SHORT TASK – Only those lines running from the line that contains "Tag the finger" through the end of the material are to be written out, each exactly as shown.

━━━━━ INPUT DATA

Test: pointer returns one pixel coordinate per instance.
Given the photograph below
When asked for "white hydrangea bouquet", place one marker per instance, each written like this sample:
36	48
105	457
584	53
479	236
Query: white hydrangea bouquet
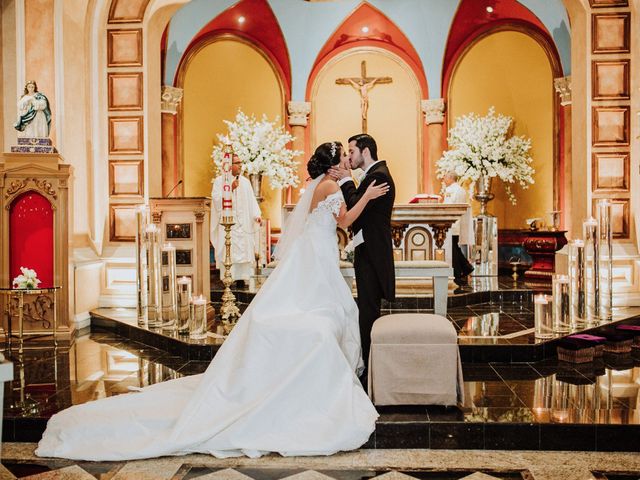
483	146
262	147
28	279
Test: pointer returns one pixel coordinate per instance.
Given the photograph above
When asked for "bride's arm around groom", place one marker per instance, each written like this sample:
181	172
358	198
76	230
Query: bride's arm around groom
374	267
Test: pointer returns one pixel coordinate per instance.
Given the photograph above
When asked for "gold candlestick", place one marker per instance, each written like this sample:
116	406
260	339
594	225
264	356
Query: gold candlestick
229	309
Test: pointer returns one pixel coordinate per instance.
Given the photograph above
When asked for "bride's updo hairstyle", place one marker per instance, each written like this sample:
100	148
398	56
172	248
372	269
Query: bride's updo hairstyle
326	156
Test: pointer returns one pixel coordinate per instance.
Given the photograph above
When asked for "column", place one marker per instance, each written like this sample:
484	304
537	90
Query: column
433	110
298	121
171	171
562	181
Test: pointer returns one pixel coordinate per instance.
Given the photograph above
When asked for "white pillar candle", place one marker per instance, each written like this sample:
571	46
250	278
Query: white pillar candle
561	303
542	316
169	300
198	325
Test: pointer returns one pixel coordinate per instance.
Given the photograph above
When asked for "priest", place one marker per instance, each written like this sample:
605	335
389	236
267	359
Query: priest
247	218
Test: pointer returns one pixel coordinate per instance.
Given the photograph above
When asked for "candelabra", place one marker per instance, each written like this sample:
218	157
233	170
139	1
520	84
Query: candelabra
169	300
577	277
592	269
142	221
605	261
154	274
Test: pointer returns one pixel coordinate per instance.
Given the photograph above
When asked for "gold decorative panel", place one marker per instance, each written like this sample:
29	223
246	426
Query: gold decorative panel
610	172
610	126
122	220
418	244
125	135
610	33
125	178
620	218
125	91
608	3
127	11
610	80
124	48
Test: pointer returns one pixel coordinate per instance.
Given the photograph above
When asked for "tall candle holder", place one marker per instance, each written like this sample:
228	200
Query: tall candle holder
142	220
592	268
169	305
229	310
561	303
184	304
154	276
577	286
606	260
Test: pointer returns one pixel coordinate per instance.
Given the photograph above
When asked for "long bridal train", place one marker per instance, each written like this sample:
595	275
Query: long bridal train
284	381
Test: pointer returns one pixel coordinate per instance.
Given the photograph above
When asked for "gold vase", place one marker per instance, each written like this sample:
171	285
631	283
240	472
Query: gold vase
256	185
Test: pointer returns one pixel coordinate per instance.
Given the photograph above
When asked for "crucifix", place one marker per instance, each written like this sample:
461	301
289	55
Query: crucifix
363	84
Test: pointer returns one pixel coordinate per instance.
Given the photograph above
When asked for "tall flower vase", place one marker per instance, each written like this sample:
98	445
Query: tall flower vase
485	229
483	193
256	185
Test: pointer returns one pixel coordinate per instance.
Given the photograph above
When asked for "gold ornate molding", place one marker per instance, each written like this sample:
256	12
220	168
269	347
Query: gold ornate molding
299	113
433	110
562	86
171	97
43	185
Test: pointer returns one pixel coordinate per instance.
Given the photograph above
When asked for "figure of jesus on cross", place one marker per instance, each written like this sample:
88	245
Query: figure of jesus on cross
363	85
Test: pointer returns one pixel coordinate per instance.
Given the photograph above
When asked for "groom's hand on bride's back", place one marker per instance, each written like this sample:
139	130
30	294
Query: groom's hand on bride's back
339	172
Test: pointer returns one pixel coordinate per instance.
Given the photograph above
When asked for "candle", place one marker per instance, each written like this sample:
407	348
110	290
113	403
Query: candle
542	316
592	270
154	276
184	304
606	260
561	303
169	305
227	179
577	286
198	325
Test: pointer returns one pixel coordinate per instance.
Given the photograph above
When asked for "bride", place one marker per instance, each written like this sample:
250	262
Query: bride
283	381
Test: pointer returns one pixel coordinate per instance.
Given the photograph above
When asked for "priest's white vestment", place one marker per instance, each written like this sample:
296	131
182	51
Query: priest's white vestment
246	212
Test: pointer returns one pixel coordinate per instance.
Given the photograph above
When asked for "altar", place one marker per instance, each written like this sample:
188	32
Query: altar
421	246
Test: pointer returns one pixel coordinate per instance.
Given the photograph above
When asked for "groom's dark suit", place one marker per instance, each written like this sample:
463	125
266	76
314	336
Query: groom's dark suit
373	263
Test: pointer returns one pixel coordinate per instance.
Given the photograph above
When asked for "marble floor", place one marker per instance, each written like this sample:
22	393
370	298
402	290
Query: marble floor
18	461
547	405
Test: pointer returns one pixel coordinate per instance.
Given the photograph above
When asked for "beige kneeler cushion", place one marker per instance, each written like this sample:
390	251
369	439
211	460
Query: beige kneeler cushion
414	360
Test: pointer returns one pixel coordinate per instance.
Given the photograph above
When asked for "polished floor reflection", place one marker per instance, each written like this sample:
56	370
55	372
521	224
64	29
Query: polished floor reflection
542	405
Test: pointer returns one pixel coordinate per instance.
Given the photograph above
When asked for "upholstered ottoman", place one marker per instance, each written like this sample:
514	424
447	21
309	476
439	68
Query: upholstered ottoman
414	360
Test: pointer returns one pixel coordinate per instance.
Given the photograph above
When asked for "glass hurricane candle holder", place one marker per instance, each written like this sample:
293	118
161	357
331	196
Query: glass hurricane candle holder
184	304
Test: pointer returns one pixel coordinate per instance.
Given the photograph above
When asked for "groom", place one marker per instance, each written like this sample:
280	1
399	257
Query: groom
373	262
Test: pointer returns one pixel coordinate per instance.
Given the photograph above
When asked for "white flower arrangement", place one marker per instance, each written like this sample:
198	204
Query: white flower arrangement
482	146
262	147
28	279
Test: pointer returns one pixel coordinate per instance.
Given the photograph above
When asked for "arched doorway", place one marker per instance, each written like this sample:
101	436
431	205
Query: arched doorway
394	117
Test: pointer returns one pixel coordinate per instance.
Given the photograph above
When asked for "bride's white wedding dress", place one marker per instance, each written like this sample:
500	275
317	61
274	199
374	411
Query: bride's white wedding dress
284	380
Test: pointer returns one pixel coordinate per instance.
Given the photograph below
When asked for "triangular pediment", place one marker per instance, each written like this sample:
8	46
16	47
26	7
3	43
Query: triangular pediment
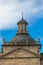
20	52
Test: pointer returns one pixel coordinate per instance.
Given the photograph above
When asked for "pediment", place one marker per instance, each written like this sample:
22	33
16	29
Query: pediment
20	52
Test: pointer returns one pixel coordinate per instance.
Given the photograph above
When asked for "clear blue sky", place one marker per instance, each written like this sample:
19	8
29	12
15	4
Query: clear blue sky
10	14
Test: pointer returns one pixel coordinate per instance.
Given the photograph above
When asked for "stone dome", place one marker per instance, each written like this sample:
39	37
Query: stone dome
23	39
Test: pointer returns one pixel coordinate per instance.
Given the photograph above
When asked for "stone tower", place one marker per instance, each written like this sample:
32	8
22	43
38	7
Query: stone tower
22	49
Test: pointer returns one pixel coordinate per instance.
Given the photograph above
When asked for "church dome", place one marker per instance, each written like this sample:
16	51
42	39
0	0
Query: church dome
23	39
22	22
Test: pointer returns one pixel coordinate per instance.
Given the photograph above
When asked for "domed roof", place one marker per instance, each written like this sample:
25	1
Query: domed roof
22	22
22	39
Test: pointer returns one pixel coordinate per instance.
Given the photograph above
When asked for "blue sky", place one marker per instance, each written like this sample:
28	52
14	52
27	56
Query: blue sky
10	14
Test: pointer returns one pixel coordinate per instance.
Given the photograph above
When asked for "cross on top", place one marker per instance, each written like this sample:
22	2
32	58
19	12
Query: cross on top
22	15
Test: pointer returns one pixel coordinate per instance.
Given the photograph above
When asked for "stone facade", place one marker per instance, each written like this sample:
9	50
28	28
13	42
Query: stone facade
22	49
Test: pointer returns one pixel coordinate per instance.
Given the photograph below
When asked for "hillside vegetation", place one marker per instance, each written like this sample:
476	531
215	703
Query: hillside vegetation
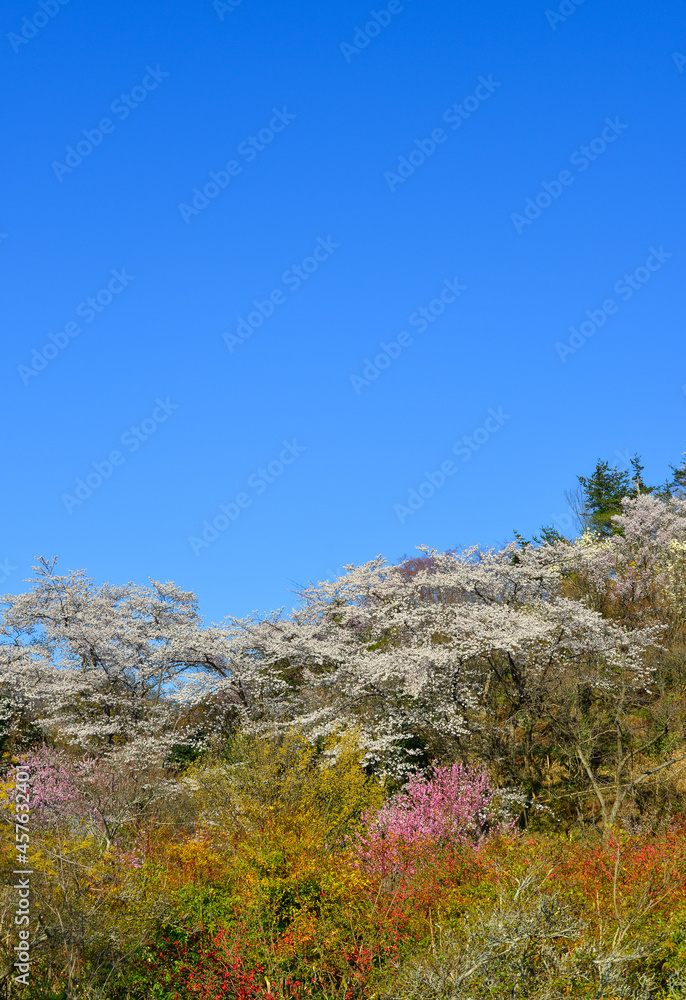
458	777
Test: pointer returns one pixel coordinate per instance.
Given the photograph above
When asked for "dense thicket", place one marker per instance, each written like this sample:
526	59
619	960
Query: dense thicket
183	774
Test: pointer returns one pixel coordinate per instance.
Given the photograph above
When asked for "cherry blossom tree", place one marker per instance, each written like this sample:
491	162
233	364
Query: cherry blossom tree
102	666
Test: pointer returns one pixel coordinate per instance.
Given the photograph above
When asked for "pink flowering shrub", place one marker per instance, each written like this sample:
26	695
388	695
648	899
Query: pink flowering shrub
102	797
453	806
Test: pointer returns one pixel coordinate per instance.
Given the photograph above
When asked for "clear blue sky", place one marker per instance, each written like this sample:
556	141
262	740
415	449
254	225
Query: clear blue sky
479	106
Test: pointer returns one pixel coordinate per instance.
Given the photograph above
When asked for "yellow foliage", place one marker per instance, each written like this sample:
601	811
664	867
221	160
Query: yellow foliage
285	783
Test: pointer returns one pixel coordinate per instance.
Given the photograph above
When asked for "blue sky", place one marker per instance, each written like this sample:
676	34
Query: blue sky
460	183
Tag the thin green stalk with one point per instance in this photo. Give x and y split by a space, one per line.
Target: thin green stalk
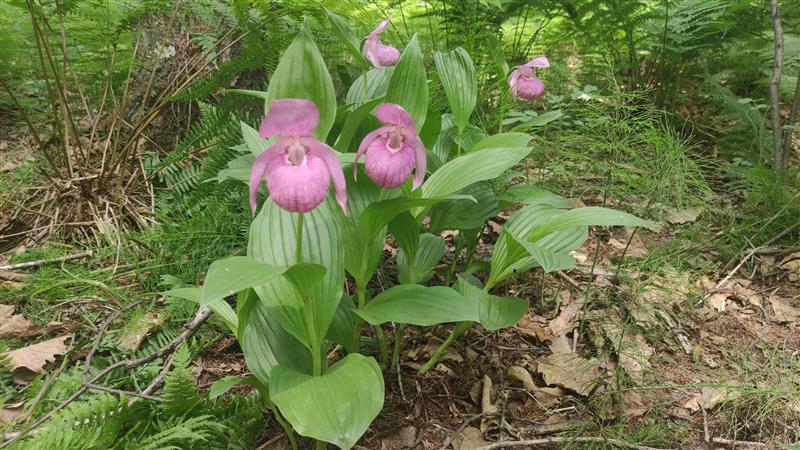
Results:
398 334
459 329
298 236
286 427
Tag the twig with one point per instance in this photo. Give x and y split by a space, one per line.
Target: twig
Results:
458 431
41 262
569 440
97 387
190 329
734 442
101 332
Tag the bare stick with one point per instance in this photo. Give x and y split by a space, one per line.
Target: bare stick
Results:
568 440
41 262
189 330
792 120
774 89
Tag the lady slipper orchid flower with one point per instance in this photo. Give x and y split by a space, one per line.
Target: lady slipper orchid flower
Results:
298 167
524 83
393 150
376 52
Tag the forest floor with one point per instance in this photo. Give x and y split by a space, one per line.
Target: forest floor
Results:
633 348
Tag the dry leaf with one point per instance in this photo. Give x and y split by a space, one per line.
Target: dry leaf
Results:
565 321
784 312
470 438
28 361
570 371
718 301
535 326
132 339
682 216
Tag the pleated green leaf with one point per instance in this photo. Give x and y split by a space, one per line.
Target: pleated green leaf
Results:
302 73
408 86
460 83
471 168
336 407
272 241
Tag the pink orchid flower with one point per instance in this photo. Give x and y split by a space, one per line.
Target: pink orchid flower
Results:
298 167
393 150
376 52
524 83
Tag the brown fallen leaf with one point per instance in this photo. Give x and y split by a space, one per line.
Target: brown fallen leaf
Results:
470 438
28 361
784 312
132 338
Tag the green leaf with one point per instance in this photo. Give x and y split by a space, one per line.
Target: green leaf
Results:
540 120
302 73
343 328
230 275
501 140
264 343
238 169
352 123
460 83
590 215
336 407
463 215
471 168
493 312
223 385
272 241
219 307
419 305
377 85
377 215
420 268
408 86
347 37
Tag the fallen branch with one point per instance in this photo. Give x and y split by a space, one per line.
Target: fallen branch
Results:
189 330
734 442
566 440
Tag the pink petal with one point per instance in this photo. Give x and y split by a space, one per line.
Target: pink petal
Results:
290 117
365 143
386 168
325 153
540 61
421 159
396 115
298 188
260 168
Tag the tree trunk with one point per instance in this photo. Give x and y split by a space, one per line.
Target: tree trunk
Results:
778 162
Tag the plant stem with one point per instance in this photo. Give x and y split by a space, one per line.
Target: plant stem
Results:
286 428
398 334
298 239
459 329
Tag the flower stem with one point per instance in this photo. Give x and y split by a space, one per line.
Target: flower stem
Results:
298 239
459 329
286 428
398 334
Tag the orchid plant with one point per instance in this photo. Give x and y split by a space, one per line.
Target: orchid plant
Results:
419 175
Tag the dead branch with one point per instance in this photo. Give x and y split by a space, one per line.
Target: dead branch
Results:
566 440
778 162
40 262
190 329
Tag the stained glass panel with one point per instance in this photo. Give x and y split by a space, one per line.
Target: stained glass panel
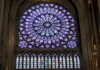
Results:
44 26
76 61
69 61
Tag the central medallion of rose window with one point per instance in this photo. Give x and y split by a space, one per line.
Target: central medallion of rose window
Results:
47 24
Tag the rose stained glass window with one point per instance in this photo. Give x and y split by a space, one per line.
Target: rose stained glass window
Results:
47 25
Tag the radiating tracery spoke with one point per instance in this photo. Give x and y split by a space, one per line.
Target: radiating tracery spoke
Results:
47 25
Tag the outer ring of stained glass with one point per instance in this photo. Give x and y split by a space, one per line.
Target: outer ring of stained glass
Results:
47 25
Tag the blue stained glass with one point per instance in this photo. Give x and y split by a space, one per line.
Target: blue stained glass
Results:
48 24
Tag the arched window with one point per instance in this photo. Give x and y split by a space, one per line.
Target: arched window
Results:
47 33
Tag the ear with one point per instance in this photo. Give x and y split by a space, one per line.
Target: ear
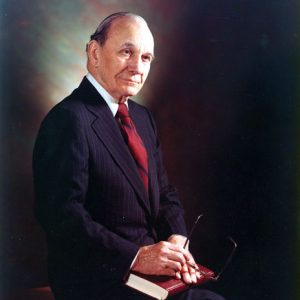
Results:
93 51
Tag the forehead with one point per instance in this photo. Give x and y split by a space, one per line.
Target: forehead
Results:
130 30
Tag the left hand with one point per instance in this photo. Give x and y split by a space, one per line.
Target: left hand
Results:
189 272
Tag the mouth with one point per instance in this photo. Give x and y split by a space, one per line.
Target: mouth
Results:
132 82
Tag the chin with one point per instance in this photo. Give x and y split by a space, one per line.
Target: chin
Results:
131 91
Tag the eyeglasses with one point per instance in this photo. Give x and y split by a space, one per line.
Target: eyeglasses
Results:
228 260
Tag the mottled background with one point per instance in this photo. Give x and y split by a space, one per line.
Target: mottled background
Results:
223 91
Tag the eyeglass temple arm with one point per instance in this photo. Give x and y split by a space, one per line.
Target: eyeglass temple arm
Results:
227 261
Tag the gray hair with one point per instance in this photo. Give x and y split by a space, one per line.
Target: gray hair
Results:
100 35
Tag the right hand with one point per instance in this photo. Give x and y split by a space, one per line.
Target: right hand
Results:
163 258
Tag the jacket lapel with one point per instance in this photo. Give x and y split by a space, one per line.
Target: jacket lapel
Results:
107 130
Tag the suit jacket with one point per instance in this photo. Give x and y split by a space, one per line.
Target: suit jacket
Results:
89 196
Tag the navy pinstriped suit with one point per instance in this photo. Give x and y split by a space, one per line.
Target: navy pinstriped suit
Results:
91 201
89 197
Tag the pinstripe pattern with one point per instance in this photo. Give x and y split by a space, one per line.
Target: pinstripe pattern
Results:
90 198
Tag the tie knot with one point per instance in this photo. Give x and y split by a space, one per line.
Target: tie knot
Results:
122 111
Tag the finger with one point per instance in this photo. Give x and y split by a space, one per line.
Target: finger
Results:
167 271
186 277
193 275
174 265
176 256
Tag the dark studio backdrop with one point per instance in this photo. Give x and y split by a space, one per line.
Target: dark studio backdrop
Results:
223 93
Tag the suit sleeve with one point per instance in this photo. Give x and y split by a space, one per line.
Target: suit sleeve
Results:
61 178
171 214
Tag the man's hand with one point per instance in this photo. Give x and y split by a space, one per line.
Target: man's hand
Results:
189 271
163 258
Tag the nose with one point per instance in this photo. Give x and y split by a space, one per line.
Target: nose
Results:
136 65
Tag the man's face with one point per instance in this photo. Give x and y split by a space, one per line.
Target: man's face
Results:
125 58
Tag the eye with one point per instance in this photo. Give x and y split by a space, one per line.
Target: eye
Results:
147 58
126 52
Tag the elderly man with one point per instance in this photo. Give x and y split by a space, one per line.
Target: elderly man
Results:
102 194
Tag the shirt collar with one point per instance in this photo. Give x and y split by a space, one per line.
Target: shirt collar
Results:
111 102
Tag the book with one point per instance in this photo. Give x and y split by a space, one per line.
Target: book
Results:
161 287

━━━━━━━━━━

ANSWER BELOW –
Tag the finger with one point per instance in this photo. Give x and y split by a space, one per line.
Target: finger
Results:
167 271
186 277
193 275
174 265
176 256
Tag the dark studio backdrop with one point per instance in this photo. Give x and y split by a space, one per line.
Target: dark studio backdrop
Results:
223 93
Tag the suit sleeve with one point per instance in this photo. Give x and y split by a space, one per line.
Target: suit sleeve
Results:
61 178
171 214
Tag the man's hand with one point per instance in this photo. Give x and y split by a space, one per line.
Target: man's hand
Results:
189 271
163 258
Tag the nose with one point per instance in this photo. Give x and y split by a space, one per line.
Target: nose
Results:
136 65
Tag the man's face with one point per instance in this photo. Give x and y split by a space, one per line.
Target: man's face
Results:
125 58
Tag the eye with one point per instance in this photo. Give x and y split by a space, one per line.
Target: eye
Results:
147 58
126 52
Tag the elderly man with one point per instance in this photo. Give x and y split by a space, one per line.
Target: elderly man
Results:
102 194
Tag the shirt collar with one point per instance in this photo. Give x and y split by a space, one per line.
Target: shirt collar
Results:
111 102
Tag the book with one point per instance in this photo. Give x and y split by a space, one per line.
Target: book
Results:
161 287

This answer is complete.